• PROBLEMA 1: Resume en dos oraciones el texto sobre la política económica de México.
• PROBLEMA 2: Reescribe como lista numerada las filas, empezando en la línea que contiene "the stool seat" y llegando hasta el final de las filas, ambos extremos incluidos. Omite las líneas en blanco.

• TEXTO PARA LEER:
Todas las decisiones relativas a la economía que se tomaron a finales de 1997 han sido rebasadas por la realidad. Las circunstancias nacionales e internacionales de hace unos cuantos meses han cambiado sensiblemente, lo que exige que se revise toda la estrategia de la política económica. El presupuesto proponía un relajamiento de la política monetaria y fiscal en aras de elevar los niveles de consumo de la población, objetivo que no era reprobable ni despreciable, pero que se ha convertido en uno sumamente peligroso a la luz de la crisis asiática y de lo que pudiera ocurrir en el sur del continente. Este debe ser tiempo de apretar y, sobre todo, de extrema cautela en el manejo de la economía.
Las luces rojas son evidentes por todos lados. Los precios del petróleo disminuyeron hace unas cuantas semanas y no hay nada que sugiera que vayan a incrementarse en un horizonte razonable. La crisis asiática parece que se ha estabilizado, pero también es posible que vuelva a arreciar, sobre todo si China decide devaluar su moneda o si países como Indonesia no encuentran una salida civilizada a su crisis de sucesión política. Mucho más importante para nosostros, las macro devaluaciones que experimentaron la mayoría de las monedas asiáticas en los últimos meses ya se han traducido en exportaciones a precios ultracompetitivos (como los nuestros en 1995), lo que va a arreciar la competencia con nuestros productos de exportación en los mercados en que más exitosos hemos sido, comenzando con el norteamericano. En adición a lo anterior, todo indica que la economía estadounidense va a experimentar una menor tasa de crecimiento que en los años pasados, lo que va a afectar nuestras exportaciones. Finalmente, aunque Brasil ha logrado librar -a costa de una profunda recesión- el embate de la crisis asiática hasta este momento, no hay garantía de que mantenga su estabilidad económica. Una crisis brasileña asustaría a los operadores en los mercados financieros internacionales, lo que inevitablemente tendría un efecto negativo sobre nosotros.
Ninguna de las amenazas potenciales descritas en el párrafo anterior sería, por sí misma, catastrófica para México, como no lo fue durante el año de 1997 en que mucho de ello comenzó. Pero la política económica ha comenzado a cambiar a partir de este año y, mucho más importante, nos estamos encaminando hacia un periodo político que promete ser extraordinariamente turbulento de aquí al año 2000. Es decir, la política económica se ha comenzado a relajar justamente cuando la economía internacional y la política interna demandan todas las precauciones posibles.

• MATERIAL DE TRABAJO:
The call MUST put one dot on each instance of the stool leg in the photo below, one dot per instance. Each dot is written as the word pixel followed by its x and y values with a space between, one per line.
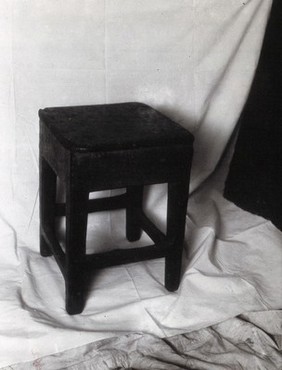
pixel 133 208
pixel 76 228
pixel 176 216
pixel 47 194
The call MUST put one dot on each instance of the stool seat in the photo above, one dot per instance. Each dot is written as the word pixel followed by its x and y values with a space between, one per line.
pixel 112 127
pixel 103 147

• RESPUESTA COMPLETA 1: Las decisiones económicas tomadas a finales de 1997 han sido rebasadas por la realidad, y el texto exige revisar la estrategia y manejar la economía con extrema cautela en lugar de relajar la política monetaria y fiscal. Entre las amenazas menciona la baja del petróleo, la crisis asiática, un menor crecimiento de Estados Unidos y una posible crisis en Brasil, justo cuando se avecina un periodo político muy turbulento hasta el año 2000.

• RESPUESTA COMPLETA 2:
1. The call MUST put one dot on each instance of the stool seat in the photo above, one dot per instance. Each dot is written as the word pixel followed by its x and y values with a space between, one per line.
2. pixel 112 127
3. pixel 103 147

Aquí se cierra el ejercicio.